The International Monetary Fund(IMF) said on Monday that its staff had reached an agreement with Kenyan authorities on policies to complete the third review of Kenya’s loan programme, paving the way for a Sh28.2 billion ($244 million) disbursement.
The loan, which is subject to the approval of the IMF Executive Board in the coming weeks, would be the third instalment of a deal signed between Kenya and the lender.
The IMF in April last year approved a 38-month loan arrangement of Sh264.18 billion for Kenya under the Extended Credit Facility (ECF) and the Extended Fund Facility (EFF) to help respond to the economic shocks of the Covid-19 pandemic.
The type of credit Kenya sought from the IMF is a quick-disbursing facility where money flows straight into the budget to top up the public purse and is used at the discretion of the government.
The new loan pushed Kenya’s IMF debt to Sh138.2 billion over the past year. The lender approved a total of Sh110 billion last year.
“The IMF staff team and the Kenyan authorities have reached a staff-level agreement on the third review of Kenya’s economic programme under the EFF and ECF arrangements,” IMF Mission Chief to Kenya Mary Goodman said in a statement on Monday.
The lender has warned that the effects of the ongoing war between Russia and Ukraine will continue to be felt by households due to a rise in the cost of basic commodities.
The conflict has seen fuel prices at the pump rise to historic highs this month while shortages of basic commodities such as cooking oil and wheat are predicted to persist, pushing up their prices.
“Spillovers from the war in Ukraine are expected to temporarily push up inflation as domestic retail fuel prices gradually rise to global levels,” the IMF said.
However, the lender has exuded confidence in Kenya’s economic growth over the waning effects of Covid-19, adding that the effect of the war on its economy will be “modest” in the near term.
“The Kenyan economy has been staging a robust recovery as the effects of the pandemic wane, and the authorities remain vigilant. Spillovers from the war in Ukraine are expected to have a modest impact on growth in the near term, as Kenya’s direct exposure to Russia and Ukraine is relatively limited,” the lender said.

> **Questions**
**a.** Do these statements agree with the article on Kenya's IMF loan? Answer yes or no for each, and quote the deciding words. (i) The IMF Executive Board has already approved the Sh28.2 billion disbursement. (ii) The loan arrangement approved in April last year runs for 38 months. (iii) The IMF expects the war in Ukraine to have a severe effect on Kenya's growth in the near term.
**b.** Can you answer these questions from the article on Kenya's IMF loan?
(i) Who is the IMF Mission Chief to Kenya?
(ii) Besides fuel, which basic commodities are predicted to stay in short supply?
(iii) What did the new loan push Kenya's IMF debt to over the past year?
**c.** Could you carry on the article about Kenya's IMF loan, starting after its final sentence?

> **Entries provided**
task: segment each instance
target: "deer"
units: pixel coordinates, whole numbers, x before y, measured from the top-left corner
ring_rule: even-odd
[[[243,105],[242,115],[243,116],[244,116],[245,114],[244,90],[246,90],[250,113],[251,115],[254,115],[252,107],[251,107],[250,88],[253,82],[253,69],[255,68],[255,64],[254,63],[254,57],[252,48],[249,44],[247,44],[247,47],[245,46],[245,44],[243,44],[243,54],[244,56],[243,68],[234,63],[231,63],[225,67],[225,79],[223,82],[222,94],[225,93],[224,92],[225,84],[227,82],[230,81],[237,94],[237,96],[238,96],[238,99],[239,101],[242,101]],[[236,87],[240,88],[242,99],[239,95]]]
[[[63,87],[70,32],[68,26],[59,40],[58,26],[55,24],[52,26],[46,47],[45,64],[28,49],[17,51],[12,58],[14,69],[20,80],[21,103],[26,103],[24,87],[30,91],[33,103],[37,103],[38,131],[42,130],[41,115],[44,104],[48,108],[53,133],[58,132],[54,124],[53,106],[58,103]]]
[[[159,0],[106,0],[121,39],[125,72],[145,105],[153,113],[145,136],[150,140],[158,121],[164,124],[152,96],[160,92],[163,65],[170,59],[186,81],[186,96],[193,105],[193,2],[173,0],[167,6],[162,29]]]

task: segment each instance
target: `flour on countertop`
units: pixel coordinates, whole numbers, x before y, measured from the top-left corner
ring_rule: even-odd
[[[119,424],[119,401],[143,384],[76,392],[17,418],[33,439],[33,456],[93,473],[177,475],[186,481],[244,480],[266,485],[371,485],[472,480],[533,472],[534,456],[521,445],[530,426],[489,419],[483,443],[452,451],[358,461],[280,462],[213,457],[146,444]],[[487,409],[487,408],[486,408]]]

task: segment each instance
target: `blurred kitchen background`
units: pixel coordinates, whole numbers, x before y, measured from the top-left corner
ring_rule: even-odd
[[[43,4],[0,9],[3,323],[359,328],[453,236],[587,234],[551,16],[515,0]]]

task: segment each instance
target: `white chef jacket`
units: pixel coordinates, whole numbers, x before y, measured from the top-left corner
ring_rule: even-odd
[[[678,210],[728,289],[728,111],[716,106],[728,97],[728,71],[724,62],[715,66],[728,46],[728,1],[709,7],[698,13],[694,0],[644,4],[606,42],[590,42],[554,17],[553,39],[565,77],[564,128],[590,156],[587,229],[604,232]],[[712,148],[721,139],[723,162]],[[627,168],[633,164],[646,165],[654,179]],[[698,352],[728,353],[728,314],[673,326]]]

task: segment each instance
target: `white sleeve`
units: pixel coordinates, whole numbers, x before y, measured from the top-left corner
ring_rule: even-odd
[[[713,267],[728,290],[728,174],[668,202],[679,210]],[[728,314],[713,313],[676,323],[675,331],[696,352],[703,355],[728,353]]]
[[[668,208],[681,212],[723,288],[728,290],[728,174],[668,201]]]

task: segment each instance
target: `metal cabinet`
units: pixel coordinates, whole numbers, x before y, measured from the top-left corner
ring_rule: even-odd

> **Answers for the exercise**
**a.**
(i) No: "subject to the approval of the IMF Executive Board in the coming weeks"
(ii) Yes: "approved a 38-month loan arrangement"
(iii) No: "expected to have a modest impact on growth in the near term"

**b.**
(i) Mary Goodman
(ii) Cooking oil and wheat
(iii) Sh138.2 billion

**c.**
The IMF predicts Kenya’s economy to grow 5.7 per cent this year, driven by the recovering services sector such as tourism and trade that had been decimated by the pandemic, as well as growth in the agriculture sector, which contributes about a third of the economy.
The economic recovery is driven by the lifting of Covid-19 containment measures such as the dusk-to-dawn curfew in recent months, as well as movement restrictions even as full vaccination against the disease is estimated to have been rolled out to about 30 per cent of adults by the end of this month.
The lender said Kenya is on track to meet its fiscal reform objectives such as in financially struggling state-owned entities to make them efficient and less reliant on state funding, reduction of the public debt as a share of the gross domestic product (GDP) and reforms in public procurement.
“Kenya is on track to meet its fiscal objectives and put debt as a share of GDP firmly on a downward path. Kenya’s fiscal position has been underpinned by strong tax revenue performance this year, buoyed by a robust economic recovery and the important tax policy measures already undertaken as part of Kenya’s multi-year plan to reduce debt-related vulnerabilities,” the IMF said.